» TEXTO DEL DOCUMENTO
·····


   Años después, otra nota me generó aún más interés: al parecer, la vegetación se había regenerado mucho más rápido sin la presencia humana de lo que lo haría en otras latitudes en las cuales nuestra especie estuviera presente ¡Aún a pesar de toda esa inmensa y destructiva radioactividad!

   Ahí fue cuando dije “acá hay un cuento que contar”.

   Paso un tiempo, no mucho. Inicié mi relación de pareja con Bárbara Quevedo (una relación de amistad que mutó con el paso de los años, sin necesidad de material radioactivo), y un día (sumergido en muchísimos conflictos personales, producto de mis ya innegables deficiencias afectivas), me salió decirle una frase que resumía cómo me sentía estando con ella (aunque no recuerdo si la primera vez que la pronuncié en voz alta fue en su presencia o en terapia; para el caso, da igual): -“siento internamente que estar con vos es intentar cultivar en tierra arrasada… cultivar en Chernobyl”.

   Sí, fascinante metáfora. Realmente se sentía así. Años y años de soledad, de abandono emocional autoimpuesto, de anhelo de compañía compatible, me hicieron sentir internamente que tenía toda una zona de exclusión que dejaba fuera toda presencia humana que pudiera acompañarme sentimentalmente en este camino. Pero Bárbara persistía tozudamente en seguir ahí (primero como amiga, luego como pareja… lo cual demuestra que la tozudez y/o estupidez humana no tiene límites).

·····

» DETALLE DE LA TAREA
Reescriba el pasaje del texto sobre Chernobyl comprendido entre "Años después, otra" y "y destructiva radioactividad!", ambos incluidos, y reemplace "vegetación" por "flora".

» Datos de señalamiento de regiones
·····

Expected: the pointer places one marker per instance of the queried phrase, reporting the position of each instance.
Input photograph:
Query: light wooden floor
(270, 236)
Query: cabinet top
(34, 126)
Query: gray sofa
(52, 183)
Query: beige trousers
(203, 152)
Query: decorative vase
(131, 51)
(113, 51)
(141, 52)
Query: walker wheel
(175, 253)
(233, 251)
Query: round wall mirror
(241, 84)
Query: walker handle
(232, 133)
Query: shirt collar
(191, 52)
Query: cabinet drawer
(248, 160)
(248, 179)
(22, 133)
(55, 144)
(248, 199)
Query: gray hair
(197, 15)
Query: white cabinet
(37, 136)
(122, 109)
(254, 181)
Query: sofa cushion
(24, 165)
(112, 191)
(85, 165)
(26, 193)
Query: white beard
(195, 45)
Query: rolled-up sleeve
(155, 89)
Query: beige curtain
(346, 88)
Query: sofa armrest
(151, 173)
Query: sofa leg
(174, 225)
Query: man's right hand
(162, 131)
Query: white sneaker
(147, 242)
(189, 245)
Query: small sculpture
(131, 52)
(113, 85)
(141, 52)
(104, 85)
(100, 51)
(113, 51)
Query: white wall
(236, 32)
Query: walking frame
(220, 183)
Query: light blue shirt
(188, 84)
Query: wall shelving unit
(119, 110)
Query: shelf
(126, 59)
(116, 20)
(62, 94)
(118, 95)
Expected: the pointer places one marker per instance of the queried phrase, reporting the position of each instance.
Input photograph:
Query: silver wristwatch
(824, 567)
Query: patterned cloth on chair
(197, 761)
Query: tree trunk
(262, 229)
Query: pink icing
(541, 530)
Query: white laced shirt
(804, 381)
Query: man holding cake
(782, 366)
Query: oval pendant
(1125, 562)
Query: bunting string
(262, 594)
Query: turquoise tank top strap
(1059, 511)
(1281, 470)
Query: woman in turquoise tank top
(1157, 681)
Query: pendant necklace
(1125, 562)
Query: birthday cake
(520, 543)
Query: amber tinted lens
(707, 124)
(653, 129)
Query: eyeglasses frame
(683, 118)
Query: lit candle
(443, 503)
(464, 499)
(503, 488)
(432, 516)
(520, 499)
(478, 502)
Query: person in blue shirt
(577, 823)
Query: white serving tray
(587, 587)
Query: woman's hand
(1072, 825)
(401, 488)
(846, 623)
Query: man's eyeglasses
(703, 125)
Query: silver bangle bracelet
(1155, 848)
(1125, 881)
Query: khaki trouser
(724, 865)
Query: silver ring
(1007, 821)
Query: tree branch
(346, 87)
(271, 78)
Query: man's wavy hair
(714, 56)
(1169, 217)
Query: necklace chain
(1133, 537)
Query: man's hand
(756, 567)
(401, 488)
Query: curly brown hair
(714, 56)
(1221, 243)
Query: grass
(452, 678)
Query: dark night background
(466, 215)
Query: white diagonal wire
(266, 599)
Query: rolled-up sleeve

·····

» RESPUESTA CORRESPONDIENTE
Años después, otra nota me generó aún más interés: al parecer, la flora se había regenerado mucho más rápido sin la presencia humana de lo que lo haría en otras latitudes en las cuales nuestra especie estuviera presente ¡Aún a pesar de toda esa inmensa y destructiva radioactividad!